PROVIDED PASSAGE ->

■ ■ ■ ■ ■ ■ ■

I will double check this again with an eqiad host to make sure this was not just pure luck

Mentioned in SAL (#wikimedia-operations) [2022-05-12T05:41:38Z] <marostegui@cumin1001> dbctl commit (dc=all): 'Repool db2122 T307501', diff saved to https://phabricator.wikimedia.org/P27793 and previous config saved to /var/cache/conftool/dbconfig/20220512-054138-marostegui.json

And of course, I alter db1127 before migrating to 10.6 and now the optimizer goes well...

mysql:root@localhost [centralauth]> FLUSH STATUS; pager cat > /dev/null; SELECT /* MediaWiki\Extension\GlobalBlocking\GlobalBlocking::getGlobalBlockingBlock  */  gb_id,gb_address,gb_by,gb_by_wiki,gb_reason,gb_timestamp,gb_anon_only,gb_expiry,gb_range_start,gb_range_end  FROM `globalblocks`    WHERE (gb_range_start  LIKE 'v6-2%' ESCAPE '`' ) AND (gb_range_start <= 'v6-2A02C207204105070000000000000099') AND (gb_range_end >= 'v6-2A02C207204105070000000000000099') AND (gb_expiry > '20220505113815')  ; nopager; SHOW STATUS like 'Hand%';
Query OK, 0 rows affected (0.000 sec)

■ ■ ■ ■ ■ ■ ■

DATA ->

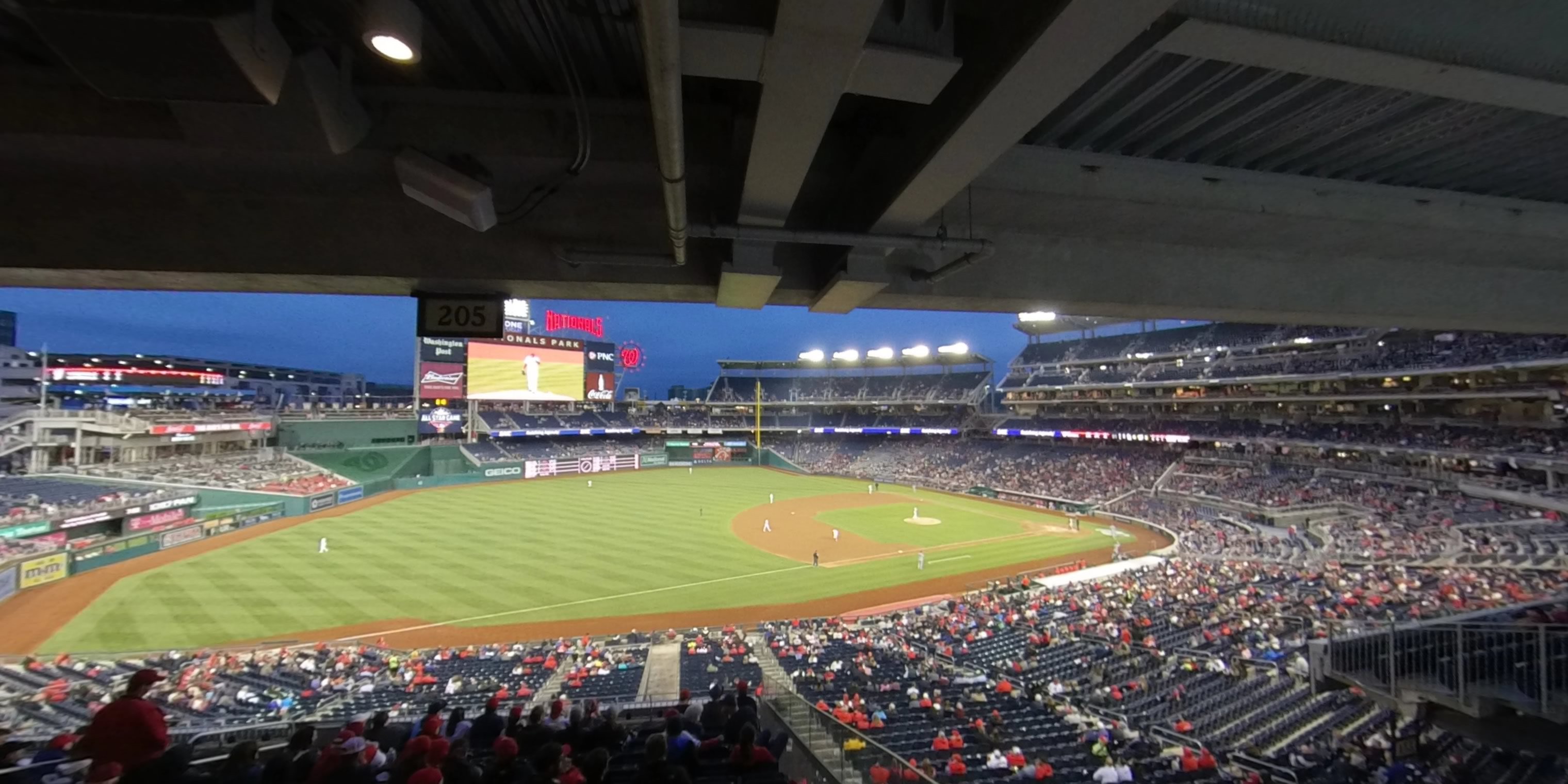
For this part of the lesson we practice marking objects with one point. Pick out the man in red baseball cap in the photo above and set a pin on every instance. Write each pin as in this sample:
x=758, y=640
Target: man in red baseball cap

■ ■ ■ ■ ■ ■ ■

EXERCISE TASK 1 -> Starting at "Mentioned in SAL" and ending at "optimizer goes well...", how would the database thread read if "optimizer" were changed to "query planner"?
EXERCISE TASK 2 -> Does the database thread agree with each of these statements? Answer yes or no for each, quoting the deciding words. (a) db2122 was repooled. (b) db1127 was altered after the migration to 10.6. (c) The first statement in the query run reported zero rows affected.

REPLY 1 ->
Mentioned in SAL (#wikimedia-operations) [2022-05-12T05:41:38Z] <marostegui@cumin1001> dbctl commit (dc=all): 'Repool db2122 T307501', diff saved to https://phabricator.wikimedia.org/P27793 and previous config saved to /var/cache/conftool/dbconfig/20220512-054138-marostegui.json

And of course, I alter db1127 before migrating to 10.6 and now the query planner goes well...

REPLY 2 ->
(a) Yes: "'Repool db2122 T307501'"
(b) No: "I alter db1127 before migrating to 10.6"
(c) Yes: "Query OK, 0 rows affected (0.000 sec)"